[Data items]
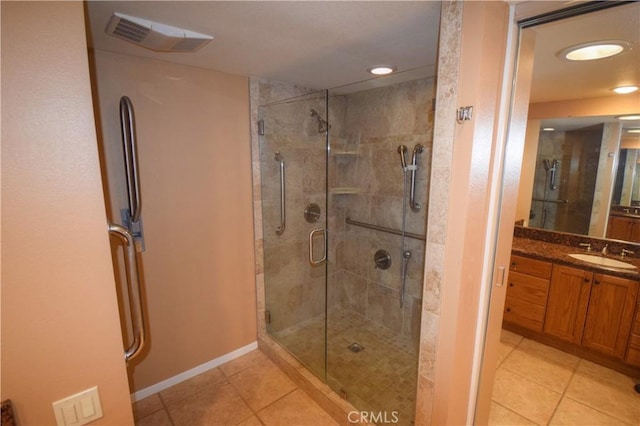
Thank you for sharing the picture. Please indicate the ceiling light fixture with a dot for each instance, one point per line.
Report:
(623, 90)
(629, 117)
(382, 69)
(594, 50)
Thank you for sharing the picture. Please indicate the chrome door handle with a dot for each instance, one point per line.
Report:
(324, 256)
(133, 285)
(283, 212)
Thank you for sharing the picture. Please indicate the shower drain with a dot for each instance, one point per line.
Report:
(355, 347)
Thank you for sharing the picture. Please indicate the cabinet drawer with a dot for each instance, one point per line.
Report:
(528, 266)
(523, 313)
(527, 288)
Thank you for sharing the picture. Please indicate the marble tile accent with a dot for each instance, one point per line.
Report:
(529, 399)
(262, 384)
(296, 408)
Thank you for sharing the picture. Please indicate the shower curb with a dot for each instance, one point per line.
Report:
(320, 392)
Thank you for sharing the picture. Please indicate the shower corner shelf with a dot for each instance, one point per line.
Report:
(345, 191)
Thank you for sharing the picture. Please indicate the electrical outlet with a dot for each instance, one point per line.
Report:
(79, 409)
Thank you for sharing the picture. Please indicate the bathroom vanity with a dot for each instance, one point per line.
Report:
(578, 306)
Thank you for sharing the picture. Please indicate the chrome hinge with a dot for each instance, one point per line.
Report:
(464, 114)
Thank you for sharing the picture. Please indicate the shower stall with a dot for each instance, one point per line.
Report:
(344, 177)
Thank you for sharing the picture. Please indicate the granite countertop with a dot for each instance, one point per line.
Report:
(559, 253)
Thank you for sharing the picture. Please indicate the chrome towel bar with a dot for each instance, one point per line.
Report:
(130, 147)
(283, 214)
(133, 290)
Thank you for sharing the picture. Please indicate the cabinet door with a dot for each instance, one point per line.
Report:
(610, 314)
(634, 235)
(567, 304)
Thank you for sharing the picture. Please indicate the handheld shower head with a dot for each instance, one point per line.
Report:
(402, 149)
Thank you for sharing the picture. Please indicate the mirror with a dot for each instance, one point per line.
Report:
(580, 172)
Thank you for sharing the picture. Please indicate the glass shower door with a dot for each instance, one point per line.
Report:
(293, 146)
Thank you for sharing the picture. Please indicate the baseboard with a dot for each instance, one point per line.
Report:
(158, 387)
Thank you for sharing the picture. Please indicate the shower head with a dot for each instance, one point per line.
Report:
(402, 149)
(323, 125)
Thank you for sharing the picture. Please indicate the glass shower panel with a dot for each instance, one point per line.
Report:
(373, 336)
(293, 146)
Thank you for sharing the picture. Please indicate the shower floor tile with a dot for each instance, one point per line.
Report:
(380, 378)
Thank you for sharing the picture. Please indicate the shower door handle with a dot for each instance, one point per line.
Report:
(127, 126)
(133, 290)
(324, 255)
(283, 211)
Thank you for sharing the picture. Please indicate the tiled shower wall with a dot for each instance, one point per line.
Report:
(367, 184)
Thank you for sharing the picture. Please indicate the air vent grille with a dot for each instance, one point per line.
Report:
(130, 30)
(154, 35)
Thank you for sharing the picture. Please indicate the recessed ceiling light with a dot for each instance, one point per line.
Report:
(623, 90)
(594, 50)
(629, 117)
(382, 69)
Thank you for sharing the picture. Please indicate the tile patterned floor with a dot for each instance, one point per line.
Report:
(382, 377)
(539, 385)
(250, 390)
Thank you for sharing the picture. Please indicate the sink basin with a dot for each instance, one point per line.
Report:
(602, 261)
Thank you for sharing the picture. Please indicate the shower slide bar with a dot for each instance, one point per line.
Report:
(133, 291)
(385, 229)
(127, 125)
(283, 214)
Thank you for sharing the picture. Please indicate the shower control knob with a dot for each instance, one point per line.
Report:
(382, 259)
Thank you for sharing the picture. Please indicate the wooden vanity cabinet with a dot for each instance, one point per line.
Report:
(591, 309)
(567, 304)
(633, 353)
(527, 290)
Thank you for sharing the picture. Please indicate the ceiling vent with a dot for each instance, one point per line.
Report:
(155, 36)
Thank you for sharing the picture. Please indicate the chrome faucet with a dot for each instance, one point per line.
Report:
(587, 246)
(625, 252)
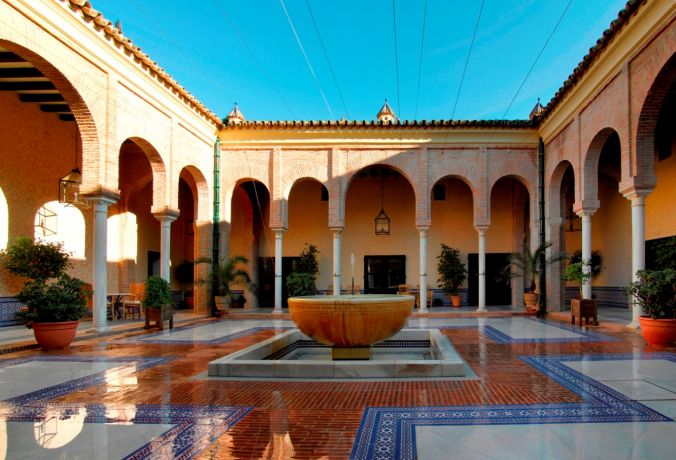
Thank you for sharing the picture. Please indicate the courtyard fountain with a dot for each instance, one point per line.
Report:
(346, 337)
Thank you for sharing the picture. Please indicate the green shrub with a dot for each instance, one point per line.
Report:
(299, 284)
(49, 294)
(655, 292)
(157, 292)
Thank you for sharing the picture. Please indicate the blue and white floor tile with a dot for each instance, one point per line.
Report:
(610, 423)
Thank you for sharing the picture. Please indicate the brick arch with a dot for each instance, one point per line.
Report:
(587, 188)
(91, 175)
(348, 181)
(302, 171)
(554, 190)
(203, 194)
(643, 166)
(160, 185)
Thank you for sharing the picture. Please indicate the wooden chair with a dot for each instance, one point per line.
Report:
(132, 304)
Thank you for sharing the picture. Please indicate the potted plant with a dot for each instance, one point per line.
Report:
(157, 302)
(303, 279)
(223, 277)
(54, 301)
(452, 273)
(581, 308)
(655, 292)
(526, 265)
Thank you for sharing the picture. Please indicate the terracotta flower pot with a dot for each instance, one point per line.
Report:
(660, 332)
(530, 301)
(52, 336)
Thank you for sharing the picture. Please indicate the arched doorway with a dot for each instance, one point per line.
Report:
(386, 260)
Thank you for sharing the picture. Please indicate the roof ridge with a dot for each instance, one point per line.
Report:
(100, 23)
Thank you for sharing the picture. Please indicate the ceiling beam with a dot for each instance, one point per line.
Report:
(8, 57)
(20, 72)
(55, 108)
(26, 85)
(41, 97)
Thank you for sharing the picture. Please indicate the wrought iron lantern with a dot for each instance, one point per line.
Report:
(382, 221)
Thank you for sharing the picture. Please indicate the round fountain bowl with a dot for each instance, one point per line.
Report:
(350, 320)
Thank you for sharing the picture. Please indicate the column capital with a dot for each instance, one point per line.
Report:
(165, 213)
(582, 208)
(102, 196)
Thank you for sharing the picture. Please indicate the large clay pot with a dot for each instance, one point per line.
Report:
(530, 301)
(660, 332)
(350, 320)
(52, 336)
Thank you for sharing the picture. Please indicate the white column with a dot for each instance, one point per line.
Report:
(165, 245)
(423, 268)
(482, 269)
(637, 251)
(586, 252)
(100, 284)
(336, 261)
(279, 234)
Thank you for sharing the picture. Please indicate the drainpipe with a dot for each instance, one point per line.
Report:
(216, 229)
(541, 207)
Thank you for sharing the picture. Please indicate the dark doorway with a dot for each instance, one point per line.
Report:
(498, 288)
(266, 280)
(153, 263)
(384, 274)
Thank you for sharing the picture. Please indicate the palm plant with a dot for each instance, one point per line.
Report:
(526, 264)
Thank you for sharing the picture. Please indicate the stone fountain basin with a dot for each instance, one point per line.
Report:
(350, 320)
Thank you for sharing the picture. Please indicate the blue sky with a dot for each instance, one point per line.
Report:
(245, 51)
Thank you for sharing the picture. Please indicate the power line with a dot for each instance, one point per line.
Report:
(328, 61)
(422, 44)
(244, 43)
(537, 58)
(469, 53)
(396, 54)
(307, 60)
(186, 56)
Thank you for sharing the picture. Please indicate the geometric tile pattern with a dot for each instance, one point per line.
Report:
(155, 337)
(195, 427)
(130, 364)
(389, 433)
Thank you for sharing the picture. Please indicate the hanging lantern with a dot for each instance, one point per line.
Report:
(69, 187)
(382, 221)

● WHAT IS NEEDED: Make an exact copy of the records from their first line through the line containing "the chrome door", both ends included, with the pictures omitted.

● SOLUTION TO THIS PROBLEM:
Thank you for sharing the picture. Please indicate the ceiling light fixture with a dot for each instance, one point per line.
Report:
(623, 90)
(629, 117)
(382, 69)
(594, 50)
Thank you for sharing the picture. Please indicate the chrome door handle with a dot for each instance, one point per line.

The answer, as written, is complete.